== Aim of the exercise ==
Render the records below as a JSON list of strings, one string per line, with blank lines omitted.

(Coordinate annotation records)

=-=-=-=-=

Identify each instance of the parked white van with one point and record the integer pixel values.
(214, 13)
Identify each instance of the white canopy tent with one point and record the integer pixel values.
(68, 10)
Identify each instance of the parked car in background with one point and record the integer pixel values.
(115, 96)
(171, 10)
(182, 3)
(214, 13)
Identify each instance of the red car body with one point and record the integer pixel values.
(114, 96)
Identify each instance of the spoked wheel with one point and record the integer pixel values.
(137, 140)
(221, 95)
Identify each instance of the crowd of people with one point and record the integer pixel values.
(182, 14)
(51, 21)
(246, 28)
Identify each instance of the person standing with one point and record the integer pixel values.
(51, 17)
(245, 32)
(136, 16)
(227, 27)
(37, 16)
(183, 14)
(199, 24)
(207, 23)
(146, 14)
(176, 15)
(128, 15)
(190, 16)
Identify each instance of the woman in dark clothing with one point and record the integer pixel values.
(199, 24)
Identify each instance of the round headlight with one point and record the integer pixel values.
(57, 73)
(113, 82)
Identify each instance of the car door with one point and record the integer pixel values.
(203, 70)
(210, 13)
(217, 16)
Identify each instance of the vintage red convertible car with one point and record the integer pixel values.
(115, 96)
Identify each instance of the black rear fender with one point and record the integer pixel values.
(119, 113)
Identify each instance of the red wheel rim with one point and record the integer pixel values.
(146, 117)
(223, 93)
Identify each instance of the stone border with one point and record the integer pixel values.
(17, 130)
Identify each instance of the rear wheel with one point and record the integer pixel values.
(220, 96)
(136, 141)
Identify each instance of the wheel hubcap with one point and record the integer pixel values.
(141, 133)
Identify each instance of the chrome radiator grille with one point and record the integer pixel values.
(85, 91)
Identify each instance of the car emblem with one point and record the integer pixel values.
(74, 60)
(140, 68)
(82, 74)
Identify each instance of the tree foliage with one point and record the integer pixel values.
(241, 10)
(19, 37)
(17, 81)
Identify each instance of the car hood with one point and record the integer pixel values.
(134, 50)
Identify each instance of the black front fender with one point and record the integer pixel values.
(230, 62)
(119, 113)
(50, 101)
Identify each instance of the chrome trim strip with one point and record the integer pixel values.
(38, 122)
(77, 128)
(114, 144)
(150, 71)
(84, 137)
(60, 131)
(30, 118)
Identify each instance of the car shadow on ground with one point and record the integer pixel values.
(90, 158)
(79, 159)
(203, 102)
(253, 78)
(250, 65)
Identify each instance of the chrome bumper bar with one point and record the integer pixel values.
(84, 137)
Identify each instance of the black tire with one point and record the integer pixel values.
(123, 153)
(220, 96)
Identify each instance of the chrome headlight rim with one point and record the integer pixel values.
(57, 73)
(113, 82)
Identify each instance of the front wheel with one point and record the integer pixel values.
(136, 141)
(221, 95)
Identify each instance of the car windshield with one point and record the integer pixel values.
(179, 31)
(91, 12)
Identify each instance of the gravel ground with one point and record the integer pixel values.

=-=-=-=-=

== Response ==
[
  "Identify each instance of the parked white van with one point and record the integer pixel values.",
  "(214, 13)",
  "Identify each instance of the white canopy tent with one point and record the integer pixel values.",
  "(68, 10)",
  "Identify each instance of the parked car in background with one point and record the integer pixel values.",
  "(115, 96)",
  "(171, 10)",
  "(182, 3)",
  "(214, 13)",
  "Identify each instance of the red car body with one point and record the integer pixel values.",
  "(114, 96)",
  "Identify each instance of the spoked wheel with one point and record the integer pixel values.",
  "(137, 140)",
  "(221, 95)",
  "Identify each instance of the crowd of people with one point and record the integer pixel values.",
  "(182, 14)",
  "(51, 21)",
  "(246, 28)",
  "Identify each instance of the person standing with one point and record the integer pixel values.",
  "(51, 17)",
  "(245, 32)",
  "(136, 16)",
  "(227, 27)",
  "(37, 16)",
  "(183, 14)",
  "(199, 24)",
  "(207, 23)",
  "(146, 14)",
  "(176, 15)",
  "(128, 15)",
  "(190, 16)",
  "Identify each instance of the woman in dark clothing with one point and record the integer pixel values.",
  "(199, 24)",
  "Identify each instance of the round headlight with one point and record the integer pixel values.",
  "(57, 73)",
  "(113, 82)",
  "Identify each instance of the car door with one point and record the integer pixel values.",
  "(203, 70)",
  "(210, 13)",
  "(217, 16)",
  "Identify each instance of the vintage red convertible car with one point and record the integer pixel values.",
  "(115, 96)",
  "Identify each instance of the black rear fender with one point and record the integer pixel values.",
  "(119, 113)",
  "Identify each instance of the red wheel rim with one point and record the integer pixel values.",
  "(146, 117)",
  "(223, 93)",
  "Identify each instance of the stone border with one point and record the integer pixel values.",
  "(17, 130)",
  "Identify each instance of the rear wheel with one point and record the integer pixel values.",
  "(220, 96)",
  "(136, 141)",
  "Identify each instance of the wheel hubcap with one point and record the integer pixel values.",
  "(141, 133)",
  "Identify each instance of the chrome radiator grille with one point and record the integer pixel values.",
  "(85, 91)",
  "Identify each instance of the car emblem with one point and record the integer pixel values.",
  "(74, 60)",
  "(140, 68)",
  "(82, 74)",
  "Identify each instance of the tree foliage with one point and record the integer pixel values.",
  "(241, 10)",
  "(19, 37)",
  "(17, 81)",
  "Identify each instance of the car hood with one point and record the integer pixel values.",
  "(134, 50)",
  "Identify each instance of the black front fender with one point and record the integer pixel values.",
  "(230, 62)",
  "(119, 113)",
  "(50, 101)",
  "Identify each instance of the chrome trim strip with one point and record the integer pixel values.",
  "(38, 122)",
  "(77, 128)",
  "(114, 144)",
  "(150, 71)",
  "(84, 137)",
  "(60, 131)",
  "(30, 118)",
  "Identify each instance of the car shadow on ground with one point and record the integer pixel values.",
  "(90, 158)",
  "(79, 159)",
  "(203, 102)",
  "(253, 78)",
  "(250, 65)",
  "Identify each instance of the chrome bumper bar with one point and record the integer pixel values.",
  "(84, 137)",
  "Identify each instance of the black tire with one point and record the integer pixel values.",
  "(123, 153)",
  "(220, 96)",
  "Identify each instance of the chrome headlight rim with one point and record the integer pixel values.",
  "(57, 73)",
  "(113, 82)",
  "Identify each instance of the front wheel with one point and record the integer pixel values.",
  "(136, 141)",
  "(221, 95)",
  "Identify each instance of the car windshield with one point and record the integer pixel values.",
  "(179, 31)",
  "(91, 12)",
  "Identify each instance of the gravel ground with one point and record the integer pixel values."
]